Brief
All the data must come back unchanged, except that pictures are left out.

Extracted material
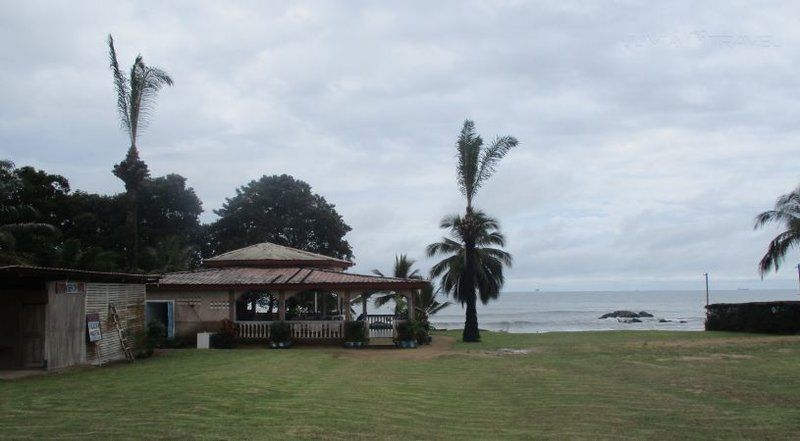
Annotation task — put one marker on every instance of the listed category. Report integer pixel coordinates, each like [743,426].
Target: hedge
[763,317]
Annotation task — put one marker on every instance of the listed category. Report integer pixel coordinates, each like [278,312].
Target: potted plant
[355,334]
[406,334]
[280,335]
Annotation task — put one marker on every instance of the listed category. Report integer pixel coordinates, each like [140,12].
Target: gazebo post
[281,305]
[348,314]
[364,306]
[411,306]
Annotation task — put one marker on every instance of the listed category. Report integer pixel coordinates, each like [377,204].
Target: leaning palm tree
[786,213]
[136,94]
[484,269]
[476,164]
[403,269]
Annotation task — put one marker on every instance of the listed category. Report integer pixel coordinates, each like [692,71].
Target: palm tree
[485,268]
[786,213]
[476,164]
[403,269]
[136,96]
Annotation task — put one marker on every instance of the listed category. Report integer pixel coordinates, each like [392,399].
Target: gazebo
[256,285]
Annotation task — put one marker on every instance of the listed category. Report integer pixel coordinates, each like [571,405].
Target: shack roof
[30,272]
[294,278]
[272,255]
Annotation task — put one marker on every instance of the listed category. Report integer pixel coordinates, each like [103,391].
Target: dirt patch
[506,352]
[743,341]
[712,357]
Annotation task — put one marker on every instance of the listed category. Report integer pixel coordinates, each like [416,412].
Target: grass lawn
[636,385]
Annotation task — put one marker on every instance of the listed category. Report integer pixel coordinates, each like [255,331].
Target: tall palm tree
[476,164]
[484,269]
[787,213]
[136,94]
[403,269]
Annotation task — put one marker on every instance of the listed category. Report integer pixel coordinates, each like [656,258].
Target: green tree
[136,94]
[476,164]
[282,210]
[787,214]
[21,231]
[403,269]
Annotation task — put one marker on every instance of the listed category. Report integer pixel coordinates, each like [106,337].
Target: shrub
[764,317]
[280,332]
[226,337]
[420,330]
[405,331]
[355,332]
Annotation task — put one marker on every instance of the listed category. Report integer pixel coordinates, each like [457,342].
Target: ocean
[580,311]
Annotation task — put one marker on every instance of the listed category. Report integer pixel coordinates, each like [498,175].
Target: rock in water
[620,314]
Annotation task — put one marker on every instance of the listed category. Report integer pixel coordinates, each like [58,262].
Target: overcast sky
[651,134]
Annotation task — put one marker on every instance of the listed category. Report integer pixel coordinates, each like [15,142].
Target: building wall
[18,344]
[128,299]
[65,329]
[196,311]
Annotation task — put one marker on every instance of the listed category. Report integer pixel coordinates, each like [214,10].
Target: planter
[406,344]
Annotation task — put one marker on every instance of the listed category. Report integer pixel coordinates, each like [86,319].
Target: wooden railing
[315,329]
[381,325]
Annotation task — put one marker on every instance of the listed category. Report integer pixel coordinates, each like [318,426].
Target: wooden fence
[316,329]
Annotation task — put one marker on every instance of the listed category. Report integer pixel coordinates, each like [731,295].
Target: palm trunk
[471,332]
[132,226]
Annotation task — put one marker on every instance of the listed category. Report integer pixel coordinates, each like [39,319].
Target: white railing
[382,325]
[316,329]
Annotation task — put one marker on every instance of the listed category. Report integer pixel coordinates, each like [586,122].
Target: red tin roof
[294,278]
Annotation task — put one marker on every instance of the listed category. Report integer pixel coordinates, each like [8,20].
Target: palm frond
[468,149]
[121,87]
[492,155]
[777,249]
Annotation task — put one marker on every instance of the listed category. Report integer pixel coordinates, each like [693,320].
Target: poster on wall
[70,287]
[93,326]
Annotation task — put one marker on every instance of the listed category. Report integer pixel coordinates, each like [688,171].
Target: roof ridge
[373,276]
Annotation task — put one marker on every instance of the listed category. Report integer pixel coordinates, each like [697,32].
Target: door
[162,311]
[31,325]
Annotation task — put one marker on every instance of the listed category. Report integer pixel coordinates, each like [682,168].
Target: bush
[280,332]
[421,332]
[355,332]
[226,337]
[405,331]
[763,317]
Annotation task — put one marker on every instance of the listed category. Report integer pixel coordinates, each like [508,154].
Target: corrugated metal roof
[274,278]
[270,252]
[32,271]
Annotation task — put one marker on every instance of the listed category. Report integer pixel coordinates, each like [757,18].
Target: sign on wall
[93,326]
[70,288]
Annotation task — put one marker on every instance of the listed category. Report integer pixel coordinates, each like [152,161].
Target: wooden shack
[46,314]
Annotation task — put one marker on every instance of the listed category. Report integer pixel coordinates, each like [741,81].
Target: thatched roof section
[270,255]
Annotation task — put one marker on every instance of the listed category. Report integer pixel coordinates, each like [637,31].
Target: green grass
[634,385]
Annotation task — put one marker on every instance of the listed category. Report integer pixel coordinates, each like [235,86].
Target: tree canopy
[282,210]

Solution below
Annotation task — put one marker on every instance of the listed category. Report integer pixel coordinates, each like [743,426].
Target: hedge
[763,317]
Annotation task — put one marker on every instance of the listed category. Report integer pixel coordinates, each like [278,312].
Target: potted plant
[355,334]
[406,334]
[280,335]
Annotation task — put one marker on every instance of the listed category. Report integer pixel coordinates, each like [140,12].
Target: gazebo post
[281,305]
[348,314]
[364,306]
[411,306]
Annotation task — put one marker on every instance of the listed category. Report integer pixel coordinates, each like [377,204].
Target: leaning palm tree
[786,213]
[136,94]
[484,269]
[476,164]
[403,269]
Annotation task — put one marker on every instance of the listed category. Report integer pixel coordinates, each like [692,71].
Target: palm tree
[485,268]
[786,213]
[476,164]
[403,269]
[136,96]
Annotation task — put one marker on every instance of the listed category. Report integer pixel coordinates, each like [392,399].
Target: gazebo
[256,285]
Annotation task — put one marker on every instance of the listed category. Report integer pixel coordinates, each like [571,405].
Target: shack roof
[30,272]
[294,278]
[272,255]
Annotation task — put one marker on every instance of the listed category. Report integer pixel coordinates, each like [103,391].
Target: dirt patch
[506,352]
[743,341]
[712,357]
Annotation task — put one marker on every instance of the listed category. Report integer pixel coordinates, each like [416,412].
Target: grass lawn
[636,385]
Annotation task — put one marker on every instance of the listed category. Report integer pixel coordinates, each like [255,331].
Target: tall palm tree
[476,164]
[484,269]
[787,213]
[136,94]
[403,269]
Annotation task — put one marker on every instance of the listed category. Report integer pixel coordinates, each like [656,258].
Target: green tree
[136,94]
[476,164]
[282,210]
[787,214]
[21,231]
[403,269]
Annotation task — put one marker on every instance of the listed category. Report integer pixel coordinates, each like [106,337].
Target: shrub
[764,317]
[280,332]
[226,337]
[420,330]
[405,331]
[355,332]
Annotation task — put one marker on every instance of the listed category. Report integer pixel coordinates, each like [457,342].
Target: ocean
[580,311]
Annotation task — put one marker on every instance of the listed category. Report integer pixel coordinates, each like [498,175].
Target: rock in water
[620,314]
Annotation task — put one marker on every instance of the listed category. Report integer pixel coordinates, each like [58,262].
Target: overcast sky
[651,134]
Annotation task — put one marker on every instance of the listed category. Report integer pixel coordinates, each like [15,142].
Target: building wall
[18,344]
[128,299]
[65,329]
[196,311]
Annotation task — put one marker on every instance of the listed category. Report integer pixel coordinates, each like [214,10].
Target: planter
[406,344]
Annotation task — put one marker on every instance of the listed category. Report integer pixel coordinates, each like [86,319].
Target: wooden railing
[315,329]
[381,325]
Annotation task — put one marker on every instance of the listed category. Report integer pixel coordinates, each like [318,426].
Target: wooden fence
[316,329]
Annotation task — put one marker on every instance of the listed category. Report integer pixel coordinates, each like [731,295].
Target: palm trunk
[471,332]
[132,226]
Annotation task — put one marker on every instance of the listed category. Report integer pixel coordinates, each like [39,319].
Target: white railing
[382,325]
[316,329]
Annotation task — put one marker on every instance of the listed category. Report integer pixel coordinates, each like [586,122].
Target: red tin roof
[294,278]
Annotation task — put one marker on every instance of the listed category. Report integer pixel coordinates, each like [8,20].
Target: palm frond
[468,149]
[121,87]
[492,155]
[777,249]
Annotation task — put one marker on every instance of the listed category. Report integer pixel coordinates, each like [693,320].
Target: poster on wall
[70,287]
[93,326]
Annotation task — put one marker on every instance of the listed category. Report integer pixel coordinates, each like [688,171].
Target: roof ridge
[373,276]
Annotation task — put one marker on every instance of the listed category. Report integer pixel coordinates, each like [697,32].
Target: door
[162,311]
[31,325]
Annotation task — put one marker on every instance of the listed category. Report integer pixel coordinates, each like [682,168].
Target: bush
[280,332]
[421,332]
[355,332]
[226,337]
[405,331]
[763,317]
Annotation task — put one marker on every instance of the listed category. Report integer pixel coordinates, each like [508,154].
Target: corrugated metal roof
[274,278]
[270,252]
[32,271]
Annotation task — put one marker on every instance of the listed category. Report integer pixel coordinates, each like [757,18].
Target: sign on wall
[93,326]
[70,288]
Annotation task — put one marker on every instance of the listed category. Report integer pixel coordinates, each like [152,161].
Target: wooden shack
[46,314]
Annotation task — put one marker on every instance of the listed category. Report integer pixel coordinates, each like [741,81].
Target: thatched roof section
[270,255]
Annotation task — put one marker on every instance of the listed category. Report integer pixel coordinates, each like [637,31].
Target: green grass
[634,385]
Annotation task — put one marker on every instance of the listed category. Report integer pixel coordinates, each like [235,86].
Target: tree canopy
[282,210]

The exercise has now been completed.